YOUR TASK: Render the lines below as a JSON list of strings, one string per line, skipping any blank lines. Leave the pictures out of your answer.

*****

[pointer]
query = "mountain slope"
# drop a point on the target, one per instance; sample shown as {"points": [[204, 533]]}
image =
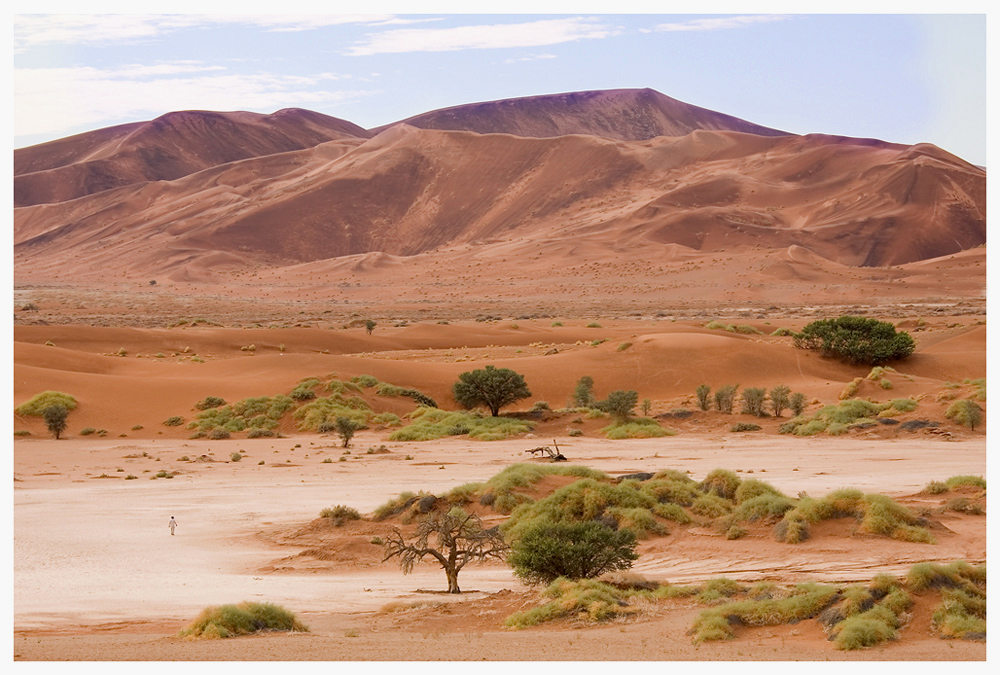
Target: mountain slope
{"points": [[169, 147], [620, 114]]}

*****

RESPONSE FOR THIS EXERCISE:
[
  "[pointer]",
  "query = \"mountain slope\"",
  "# drop a point on the target, one per instance; sample shown as {\"points\": [[204, 533]]}",
  "image =",
  "Target: mountain slope",
  "{\"points\": [[169, 147], [620, 114]]}"
]